* _Objectives_:
A - In the book review, where did the reviewer study while visiting the Hepworth museum at St. Ives?
B - Write out the book review's text from "I see parallels" to "in many ways." word for word.

* _Selected passage_:

-*-*-

Thursday, 13 January 2022

Book review - Barbara Hepworth Art & Life





Barbara Hepworth – Art & Life    

by Eleanor Clayton

ISBN 978 0500 0942 59


 A book so good, I thought it needed it's own post...


I received this book for my birthday and waited until the holidays to read it as I knew I would not want to put it down once started. It really didn’t disappoint! I have long been a fan of Hepworth and spent many happy visits at the museum (her garden and studio) at St. Ives whilst I studied at Falmouth College of Arts and during later visits to Cornwall. I am reminded of her work with every hagstone that I pick up of the beaches of Dorset and share her attraction to the mystery of holes in things.


‘So much depends, in sculpture, on what one wants to see through a hole! Maybe, in a big work I want to see a sun or moon. In a smaller work I may want to lean into the hole.’   Barbara Hepworth


I see parallels between her work and Georgia O’Keeffe’s, whom I also enjoy, for the spaces in between and weight of their work. I think she is to sculpture what O’Keeffe is to painting in many ways.


This book has been a joy to read, Clayton has done a wonderful job her style is at once warm, accessible and intimately knowledgeable. She is, after all, the curator of The Hepworth Wakefield which I hope to visit in the not too distant future. (For now I am satisfying my interest looking through the gallery via google arts and culture here.) Clayton has also curated Hepworth’s work at the Tate Liverpool and co-founded The Hepworth Research Network, so who really would be better placed to write such a book?

-*-*-

* _Recorded data_:
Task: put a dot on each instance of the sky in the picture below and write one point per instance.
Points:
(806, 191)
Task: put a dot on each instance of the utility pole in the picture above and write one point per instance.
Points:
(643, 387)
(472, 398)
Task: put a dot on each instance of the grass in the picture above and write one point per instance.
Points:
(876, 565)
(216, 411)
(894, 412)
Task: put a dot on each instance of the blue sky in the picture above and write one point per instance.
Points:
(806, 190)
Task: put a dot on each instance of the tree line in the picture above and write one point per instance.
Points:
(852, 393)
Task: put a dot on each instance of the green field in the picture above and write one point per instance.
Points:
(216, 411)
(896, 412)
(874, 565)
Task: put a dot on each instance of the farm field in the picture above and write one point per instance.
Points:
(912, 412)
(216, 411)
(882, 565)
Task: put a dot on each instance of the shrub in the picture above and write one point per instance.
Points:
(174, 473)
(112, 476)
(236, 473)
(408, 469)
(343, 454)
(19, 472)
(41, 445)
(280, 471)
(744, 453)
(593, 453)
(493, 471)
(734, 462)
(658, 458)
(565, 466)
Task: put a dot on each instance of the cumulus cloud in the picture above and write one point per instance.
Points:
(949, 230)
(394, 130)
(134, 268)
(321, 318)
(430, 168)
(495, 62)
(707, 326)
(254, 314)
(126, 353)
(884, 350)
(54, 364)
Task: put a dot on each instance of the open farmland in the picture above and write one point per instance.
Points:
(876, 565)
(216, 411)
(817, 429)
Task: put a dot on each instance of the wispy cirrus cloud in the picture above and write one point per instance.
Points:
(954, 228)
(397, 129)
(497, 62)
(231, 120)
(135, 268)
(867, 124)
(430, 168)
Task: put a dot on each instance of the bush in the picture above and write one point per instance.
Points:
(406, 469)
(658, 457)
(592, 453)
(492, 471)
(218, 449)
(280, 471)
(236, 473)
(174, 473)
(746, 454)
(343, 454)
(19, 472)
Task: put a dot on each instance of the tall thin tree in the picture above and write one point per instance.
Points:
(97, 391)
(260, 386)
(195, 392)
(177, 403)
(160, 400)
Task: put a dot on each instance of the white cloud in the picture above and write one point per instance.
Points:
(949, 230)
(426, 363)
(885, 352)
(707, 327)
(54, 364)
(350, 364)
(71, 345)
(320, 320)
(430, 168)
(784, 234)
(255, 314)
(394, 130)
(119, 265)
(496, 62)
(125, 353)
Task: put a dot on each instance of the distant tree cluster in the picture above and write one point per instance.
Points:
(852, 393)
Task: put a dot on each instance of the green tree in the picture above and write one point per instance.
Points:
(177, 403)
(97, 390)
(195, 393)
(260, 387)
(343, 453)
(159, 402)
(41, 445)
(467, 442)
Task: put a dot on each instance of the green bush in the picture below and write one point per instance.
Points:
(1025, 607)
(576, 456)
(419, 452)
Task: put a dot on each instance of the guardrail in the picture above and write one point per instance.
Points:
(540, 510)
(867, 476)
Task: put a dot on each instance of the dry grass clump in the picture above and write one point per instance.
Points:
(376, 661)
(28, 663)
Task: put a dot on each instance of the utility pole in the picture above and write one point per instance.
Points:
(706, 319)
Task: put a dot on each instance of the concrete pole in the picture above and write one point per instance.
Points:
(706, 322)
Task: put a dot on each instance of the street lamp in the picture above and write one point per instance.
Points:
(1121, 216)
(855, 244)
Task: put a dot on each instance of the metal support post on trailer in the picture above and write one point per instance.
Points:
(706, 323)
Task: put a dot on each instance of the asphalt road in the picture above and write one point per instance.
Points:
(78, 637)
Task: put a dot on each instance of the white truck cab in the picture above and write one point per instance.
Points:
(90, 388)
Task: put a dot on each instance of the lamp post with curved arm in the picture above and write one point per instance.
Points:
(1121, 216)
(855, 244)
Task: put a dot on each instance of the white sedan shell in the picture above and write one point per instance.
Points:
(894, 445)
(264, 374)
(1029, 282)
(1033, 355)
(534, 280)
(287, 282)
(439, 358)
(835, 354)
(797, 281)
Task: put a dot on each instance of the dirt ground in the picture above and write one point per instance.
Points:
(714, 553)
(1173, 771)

-*-*-

* _Exercise answers_:
A - Falmouth College of Arts

B -
I see parallels between her work and Georgia O’Keeffe’s, whom I also enjoy, for the spaces in between and weight of their work. I think she is to sculpture what O’Keeffe is to painting in many ways.